From here, taking into account the relation \(\frac{d\widetilde{g}}{dw_0}\frac{1}{\widetilde{g}} = \frac{d\ln \widetilde{g}}{dw_0}\), we obtain, finally

$$\begin{aligned} \int \limits _{bD_s^\varepsilon } \frac{w_1^m}{w_0^m} \frac{d\widetilde{g}}{\widetilde{g}}&= 2\pi i \sum \nolimits _{k=0}^{m-1} \sum \nolimits _{i_1+\cdots +i_m=k} \frac{\frac{d^{i_1}w_1}{dw_0^{i_1}}(q_s)\cdots \frac{d^{i_m}w_1}{dw_0^{i_m}}(q_s)}{(m-k-1)} \frac{d^{m-k}}{dw_0^{m-k}}\\&\times \ln (\xi _0 w_0 + \xi _1 w_1 + w_2)|_{q_s}. \end{aligned}$$

It is a polynomial of degree at most \(m\) with respect to \(\xi _0\). \(\square \)

We will also use the following result, giving the effective characterization of functions \(\{ h_j(\xi _0,\xi _1) \}\) and \(\{P_m(\xi _0,\xi _1)\}\) satisfying Riemann–Burgers equations for \(\{h_j\}\) and system (6) for \(\{h_j\}\) and \(\{P_m\}\). Denote by \(\Omega _l^{(k)}\) the infinitesimal neighborhood of order \(k\) of the set \(\Omega _l\) in \(\{(z_1,z_2) :z_1 \in \Omega _l, \; z_2 \in \mathbb C\}\).

Theorem 2.2

Let \(X \subset {\mathbb {C}} {\mathrm {P}}^2 \setminus [0:1:0]\) be a complex curve without compact components, \(\gamma = bX \subset {\mathbb {C}}^2\). Fix \(l \in \{0,\ldots ,L\}\). Suppose that functions \(\widehat{h}_j\), \(j = 1\), ..., \(\mu _l\), are mutually distinct and analytic in \(\Omega ^{(1)}_l\) and satisfy the Riemann–Burgers equation in \(\xi \in \Omega ^{(1)}_l\):

$$\begin{aligned} \frac{\partial \widehat{h}_j}{\partial \xi _1}(\xi ) = \widehat{h}_j(\xi ) \frac{\partial \widehat{h}_j}{\partial \xi _0}(\xi ), \quad j = 1,\ldots , \mu _l. \end{aligned}$$

(7)

Problems to solve:
**a)** Retype the excerpt starting with "From here, taking" and going on through "to \(\xi _0\). \(\square \)".
**b)** In the excerpt, the result of the integral is called a polynomial with what bound on its degree, and with respect to which variable?

Record extracts:
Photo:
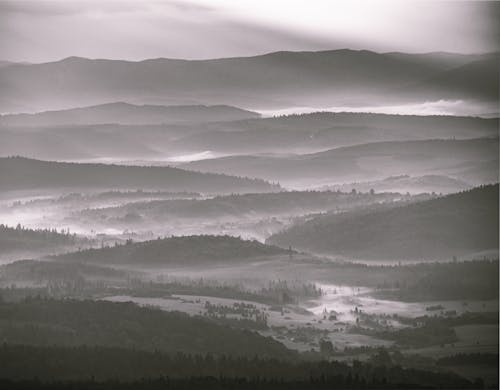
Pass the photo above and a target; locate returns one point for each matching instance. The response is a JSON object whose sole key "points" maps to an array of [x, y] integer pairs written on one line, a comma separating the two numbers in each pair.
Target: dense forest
{"points": [[452, 225], [190, 250], [185, 371], [47, 322]]}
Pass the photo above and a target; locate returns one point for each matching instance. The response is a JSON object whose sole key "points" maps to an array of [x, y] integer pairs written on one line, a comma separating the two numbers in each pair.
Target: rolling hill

Task-by-task results:
**a)**
From here, taking into account the relation \(\frac{d\widetilde{g}}{dw_0}\frac{1}{\widetilde{g}} = \frac{d\ln \widetilde{g}}{dw_0}\), we obtain, finally

$$\begin{aligned} \int \limits _{bD_s^\varepsilon } \frac{w_1^m}{w_0^m} \frac{d\widetilde{g}}{\widetilde{g}}&= 2\pi i \sum \nolimits _{k=0}^{m-1} \sum \nolimits _{i_1+\cdots +i_m=k} \frac{\frac{d^{i_1}w_1}{dw_0^{i_1}}(q_s)\cdots \frac{d^{i_m}w_1}{dw_0^{i_m}}(q_s)}{(m-k-1)} \frac{d^{m-k}}{dw_0^{m-k}}\\&\times \ln (\xi _0 w_0 + \xi _1 w_1 + w_2)|_{q_s}. \end{aligned}$$

It is a polynomial of degree at most \(m\) with respect to \(\xi _0\). \(\square \)

**b)** It is a polynomial of degree at most m with respect to ξ₀.